### Labeled-object pointing entries
──────────

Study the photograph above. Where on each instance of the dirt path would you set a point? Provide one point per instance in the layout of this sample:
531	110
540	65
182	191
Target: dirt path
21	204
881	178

──────────

Reproduce all of the data above, requests included, but scale every coordinate in the answers by 0.55 and round to the nearest whole number, with halves rounded up. Leave the numbers in the requests and their sample layouts unchanged.

### RESPONSE BELOW
Study the photograph above. Where on each instance of the dirt path would you set a point? Provide one point per instance in the layout of this sample:
531	110
540	65
182	191
Target: dirt path
12	112
485	98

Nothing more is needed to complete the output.